Dataset rows showing where objects appear:
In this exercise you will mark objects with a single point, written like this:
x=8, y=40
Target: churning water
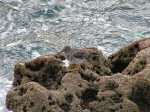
x=30, y=28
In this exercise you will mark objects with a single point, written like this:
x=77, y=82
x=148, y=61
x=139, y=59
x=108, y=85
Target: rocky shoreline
x=89, y=82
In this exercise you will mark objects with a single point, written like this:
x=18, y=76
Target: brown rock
x=87, y=84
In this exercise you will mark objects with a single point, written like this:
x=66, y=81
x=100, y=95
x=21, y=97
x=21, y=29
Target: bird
x=73, y=55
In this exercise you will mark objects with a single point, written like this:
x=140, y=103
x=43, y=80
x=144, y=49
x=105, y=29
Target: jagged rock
x=86, y=84
x=123, y=57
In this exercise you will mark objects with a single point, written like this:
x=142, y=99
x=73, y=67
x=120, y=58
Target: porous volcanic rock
x=89, y=83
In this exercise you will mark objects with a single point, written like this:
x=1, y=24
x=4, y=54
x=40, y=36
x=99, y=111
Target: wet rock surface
x=84, y=80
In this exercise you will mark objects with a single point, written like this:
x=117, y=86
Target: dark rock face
x=88, y=84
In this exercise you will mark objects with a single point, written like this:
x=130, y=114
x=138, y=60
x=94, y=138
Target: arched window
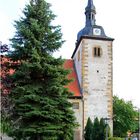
x=97, y=51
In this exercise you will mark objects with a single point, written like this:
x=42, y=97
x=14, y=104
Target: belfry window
x=75, y=105
x=96, y=51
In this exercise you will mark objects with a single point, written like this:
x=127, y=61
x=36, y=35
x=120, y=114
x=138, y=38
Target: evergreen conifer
x=41, y=110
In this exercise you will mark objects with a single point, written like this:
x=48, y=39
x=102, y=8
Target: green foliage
x=96, y=130
x=5, y=125
x=115, y=138
x=124, y=117
x=39, y=99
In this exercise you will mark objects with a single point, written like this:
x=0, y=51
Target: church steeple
x=90, y=12
x=91, y=29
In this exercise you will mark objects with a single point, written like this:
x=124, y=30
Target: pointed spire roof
x=91, y=29
x=90, y=6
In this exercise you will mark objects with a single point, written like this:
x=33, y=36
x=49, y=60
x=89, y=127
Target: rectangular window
x=76, y=105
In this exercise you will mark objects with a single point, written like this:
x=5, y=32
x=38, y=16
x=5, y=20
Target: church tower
x=93, y=63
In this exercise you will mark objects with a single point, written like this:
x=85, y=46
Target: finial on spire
x=90, y=13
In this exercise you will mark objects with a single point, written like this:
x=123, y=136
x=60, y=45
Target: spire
x=90, y=13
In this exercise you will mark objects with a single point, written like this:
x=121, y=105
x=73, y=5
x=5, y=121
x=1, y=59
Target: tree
x=88, y=130
x=124, y=117
x=4, y=102
x=41, y=109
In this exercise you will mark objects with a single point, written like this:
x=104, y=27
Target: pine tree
x=41, y=110
x=88, y=130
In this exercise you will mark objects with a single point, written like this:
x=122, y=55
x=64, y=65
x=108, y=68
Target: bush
x=115, y=138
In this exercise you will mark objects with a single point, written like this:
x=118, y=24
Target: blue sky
x=120, y=20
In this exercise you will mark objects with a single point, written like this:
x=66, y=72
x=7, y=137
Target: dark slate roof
x=90, y=23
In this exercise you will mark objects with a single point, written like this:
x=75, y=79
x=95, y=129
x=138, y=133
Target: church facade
x=91, y=67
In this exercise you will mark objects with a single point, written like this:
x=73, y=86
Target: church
x=91, y=66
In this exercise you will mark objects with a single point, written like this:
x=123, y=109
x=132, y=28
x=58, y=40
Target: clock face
x=96, y=31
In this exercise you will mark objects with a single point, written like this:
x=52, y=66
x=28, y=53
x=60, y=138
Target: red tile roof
x=72, y=86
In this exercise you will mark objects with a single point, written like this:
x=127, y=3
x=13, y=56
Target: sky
x=120, y=20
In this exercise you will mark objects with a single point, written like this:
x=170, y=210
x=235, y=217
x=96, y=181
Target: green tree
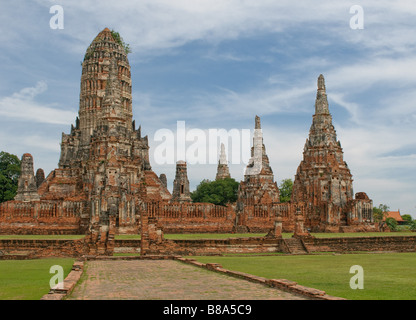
x=285, y=188
x=120, y=41
x=380, y=212
x=407, y=218
x=218, y=192
x=9, y=175
x=392, y=224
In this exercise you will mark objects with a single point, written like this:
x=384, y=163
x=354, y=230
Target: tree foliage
x=218, y=192
x=380, y=212
x=285, y=188
x=9, y=175
x=392, y=224
x=407, y=218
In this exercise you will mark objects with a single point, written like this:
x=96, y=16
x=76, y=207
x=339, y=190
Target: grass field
x=387, y=276
x=28, y=279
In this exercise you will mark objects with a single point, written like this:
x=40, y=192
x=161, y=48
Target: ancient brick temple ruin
x=104, y=183
x=323, y=181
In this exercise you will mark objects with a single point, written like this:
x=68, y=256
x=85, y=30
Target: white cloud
x=22, y=106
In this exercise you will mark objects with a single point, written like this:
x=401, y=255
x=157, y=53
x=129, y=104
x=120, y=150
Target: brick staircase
x=295, y=246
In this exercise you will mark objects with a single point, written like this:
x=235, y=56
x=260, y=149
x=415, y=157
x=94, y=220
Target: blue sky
x=217, y=64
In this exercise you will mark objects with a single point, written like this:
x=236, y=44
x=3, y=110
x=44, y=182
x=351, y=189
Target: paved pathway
x=166, y=280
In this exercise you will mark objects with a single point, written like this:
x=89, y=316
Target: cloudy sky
x=215, y=64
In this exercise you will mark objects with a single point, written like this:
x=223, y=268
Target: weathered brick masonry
x=104, y=174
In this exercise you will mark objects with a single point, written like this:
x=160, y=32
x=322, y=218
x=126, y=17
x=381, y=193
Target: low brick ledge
x=281, y=284
x=69, y=283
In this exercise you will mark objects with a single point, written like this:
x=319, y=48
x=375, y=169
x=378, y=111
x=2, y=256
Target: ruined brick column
x=26, y=188
x=258, y=187
x=181, y=191
x=323, y=181
x=223, y=172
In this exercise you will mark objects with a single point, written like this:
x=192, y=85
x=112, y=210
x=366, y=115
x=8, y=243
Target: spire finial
x=321, y=82
x=321, y=103
x=257, y=123
x=223, y=157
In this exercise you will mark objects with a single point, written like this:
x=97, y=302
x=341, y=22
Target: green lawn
x=28, y=279
x=387, y=276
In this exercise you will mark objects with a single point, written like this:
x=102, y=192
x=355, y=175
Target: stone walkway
x=166, y=280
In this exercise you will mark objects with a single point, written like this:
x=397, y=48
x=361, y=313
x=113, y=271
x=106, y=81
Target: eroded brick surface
x=166, y=279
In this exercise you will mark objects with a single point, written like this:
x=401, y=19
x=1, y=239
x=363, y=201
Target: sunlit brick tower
x=26, y=187
x=323, y=182
x=258, y=186
x=181, y=192
x=104, y=159
x=223, y=172
x=258, y=191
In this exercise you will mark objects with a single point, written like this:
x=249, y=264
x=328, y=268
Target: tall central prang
x=104, y=159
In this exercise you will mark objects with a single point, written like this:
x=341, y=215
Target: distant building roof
x=393, y=214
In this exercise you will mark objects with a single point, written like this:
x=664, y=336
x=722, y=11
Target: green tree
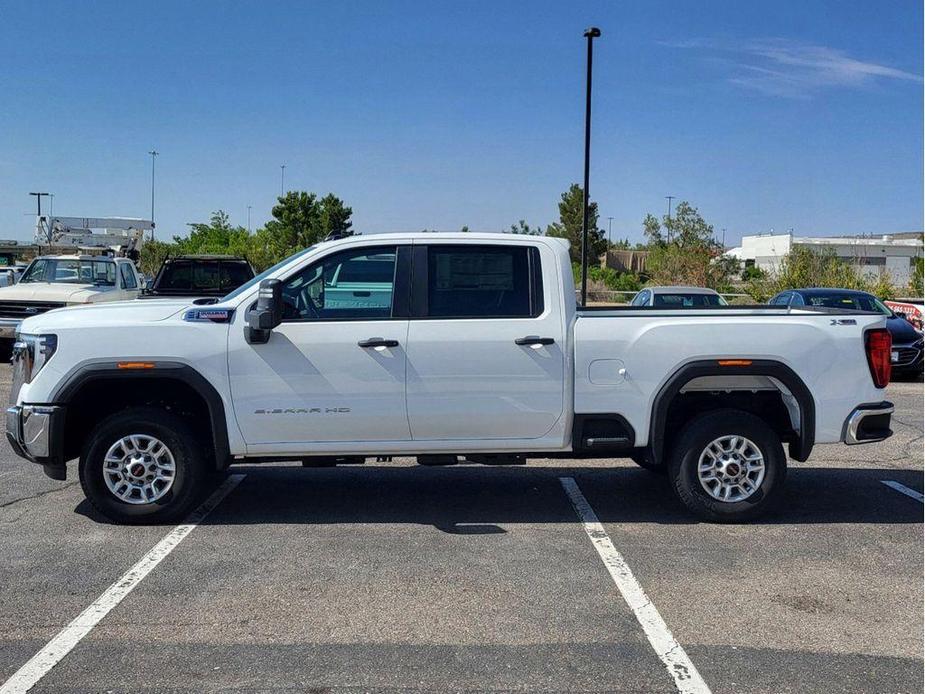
x=915, y=281
x=683, y=250
x=525, y=229
x=152, y=255
x=569, y=226
x=219, y=236
x=300, y=219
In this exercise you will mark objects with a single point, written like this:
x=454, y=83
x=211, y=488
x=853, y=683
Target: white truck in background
x=76, y=265
x=440, y=346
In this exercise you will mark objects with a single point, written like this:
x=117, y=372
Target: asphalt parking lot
x=467, y=578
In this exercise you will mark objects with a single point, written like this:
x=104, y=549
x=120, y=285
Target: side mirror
x=267, y=314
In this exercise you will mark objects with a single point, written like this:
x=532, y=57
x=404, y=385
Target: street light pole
x=591, y=33
x=38, y=199
x=669, y=198
x=153, y=154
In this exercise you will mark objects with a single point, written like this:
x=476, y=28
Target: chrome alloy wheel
x=731, y=468
x=139, y=469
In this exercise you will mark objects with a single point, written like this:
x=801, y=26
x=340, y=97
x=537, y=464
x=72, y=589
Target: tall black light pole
x=153, y=154
x=669, y=198
x=38, y=199
x=591, y=33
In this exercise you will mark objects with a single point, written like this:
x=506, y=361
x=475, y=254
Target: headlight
x=31, y=353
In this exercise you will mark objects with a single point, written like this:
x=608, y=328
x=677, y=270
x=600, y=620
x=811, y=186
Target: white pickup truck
x=55, y=281
x=443, y=347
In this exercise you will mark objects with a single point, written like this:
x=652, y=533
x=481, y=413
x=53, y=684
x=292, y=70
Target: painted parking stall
x=391, y=575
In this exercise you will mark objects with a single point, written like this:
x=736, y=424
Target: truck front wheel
x=142, y=465
x=727, y=466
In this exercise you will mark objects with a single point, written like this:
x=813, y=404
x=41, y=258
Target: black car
x=907, y=341
x=199, y=277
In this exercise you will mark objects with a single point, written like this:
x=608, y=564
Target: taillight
x=879, y=345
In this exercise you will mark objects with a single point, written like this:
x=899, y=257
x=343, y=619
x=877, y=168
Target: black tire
x=644, y=461
x=189, y=479
x=684, y=459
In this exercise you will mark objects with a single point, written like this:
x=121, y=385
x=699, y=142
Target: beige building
x=873, y=255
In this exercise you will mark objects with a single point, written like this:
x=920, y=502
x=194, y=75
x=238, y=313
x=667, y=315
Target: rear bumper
x=9, y=327
x=868, y=423
x=36, y=433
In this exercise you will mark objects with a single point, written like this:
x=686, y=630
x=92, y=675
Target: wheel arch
x=799, y=449
x=180, y=377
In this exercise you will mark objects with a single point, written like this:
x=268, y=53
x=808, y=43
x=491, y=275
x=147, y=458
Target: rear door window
x=483, y=282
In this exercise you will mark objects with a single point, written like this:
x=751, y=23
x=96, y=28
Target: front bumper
x=36, y=433
x=9, y=327
x=868, y=423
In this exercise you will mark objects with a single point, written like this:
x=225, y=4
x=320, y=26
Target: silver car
x=678, y=297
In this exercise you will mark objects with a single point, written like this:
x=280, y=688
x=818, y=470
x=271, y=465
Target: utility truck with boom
x=443, y=347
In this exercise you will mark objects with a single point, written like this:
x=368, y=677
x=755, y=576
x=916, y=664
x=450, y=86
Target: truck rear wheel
x=727, y=466
x=142, y=465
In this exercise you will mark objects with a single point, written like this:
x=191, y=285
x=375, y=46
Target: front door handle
x=377, y=342
x=534, y=340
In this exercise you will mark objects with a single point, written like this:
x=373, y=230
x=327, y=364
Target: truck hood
x=53, y=291
x=109, y=313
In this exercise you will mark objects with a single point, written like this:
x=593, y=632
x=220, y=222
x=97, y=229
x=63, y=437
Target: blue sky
x=803, y=115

== The request ==
Pull out every line of the material above that contains the word "rear", and copy each one in full.

== Written response ==
Target: rear bumper
Target: rear door window
Target: truck rear wheel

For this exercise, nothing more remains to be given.